- Your instructions
Rewrite the lines below, swapping every "query phrase" for "search phrase" and keeping all else the same. Leave the pictures out of your answer.

- Given entries
┌──

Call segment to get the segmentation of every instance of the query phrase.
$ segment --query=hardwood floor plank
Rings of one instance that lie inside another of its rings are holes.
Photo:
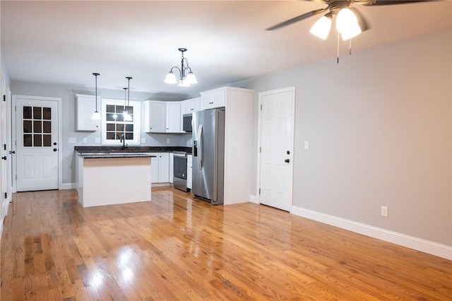
[[[83,208],[74,190],[15,194],[1,300],[446,300],[452,261],[254,203]]]

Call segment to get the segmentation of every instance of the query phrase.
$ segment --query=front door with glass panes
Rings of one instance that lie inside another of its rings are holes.
[[[17,191],[58,189],[58,102],[17,98]]]

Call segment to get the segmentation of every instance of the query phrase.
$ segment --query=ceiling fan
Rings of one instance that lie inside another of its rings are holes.
[[[313,35],[326,40],[331,28],[332,18],[336,15],[335,26],[343,40],[356,37],[362,32],[369,29],[367,22],[362,15],[353,7],[355,4],[367,6],[403,4],[408,3],[424,2],[429,0],[302,0],[326,4],[324,8],[314,9],[308,13],[289,19],[286,21],[266,28],[274,30],[319,13],[326,13],[319,19],[309,30]]]

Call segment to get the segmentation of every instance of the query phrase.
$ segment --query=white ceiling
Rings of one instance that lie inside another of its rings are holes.
[[[11,80],[121,89],[177,96],[328,59],[336,36],[309,33],[319,17],[264,29],[326,6],[304,1],[4,1],[1,64]],[[353,39],[354,53],[451,28],[451,1],[355,5],[371,29]],[[199,83],[163,83],[180,66],[179,47]],[[348,42],[341,42],[347,53]]]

└──

- Response to the task
Call segment to get the segmentation of every instance of the search phrase.
$ segment --query=hardwood floor plank
Rings of one instance that lie inside another of its rings are holes.
Photo:
[[[83,208],[74,190],[15,194],[1,300],[446,300],[452,261],[254,203]]]

Call segment to get the segmentation of every instance of the search phrase.
$ segment --query=front door with glass panes
Rings of one instance that lie inside another of its rings are holes.
[[[17,191],[58,189],[58,102],[17,98]]]

Call segment to get the segmentation of every instance of the search phrase.
$ segment --query=ceiling fan
Rings of one instance that lie inside another of its rings are holes.
[[[313,35],[326,40],[331,28],[332,18],[336,15],[335,26],[343,40],[356,37],[362,32],[369,29],[367,22],[362,15],[353,7],[355,4],[367,6],[403,4],[408,3],[424,2],[429,0],[302,0],[326,4],[324,8],[314,9],[308,13],[289,19],[286,21],[266,28],[274,30],[319,13],[326,13],[319,19],[309,30]]]

Call segment to get the segmentation of every instance of the search phrase.
$ segment --query=white ceiling
Rings of one instance that lie inside another of its rings are holes.
[[[11,80],[121,89],[177,96],[328,59],[336,36],[309,33],[319,17],[264,29],[326,6],[304,1],[4,1],[1,64]],[[353,39],[354,53],[451,28],[451,1],[355,5],[371,29]],[[199,83],[163,83],[180,66],[179,47]],[[348,42],[341,42],[347,53]]]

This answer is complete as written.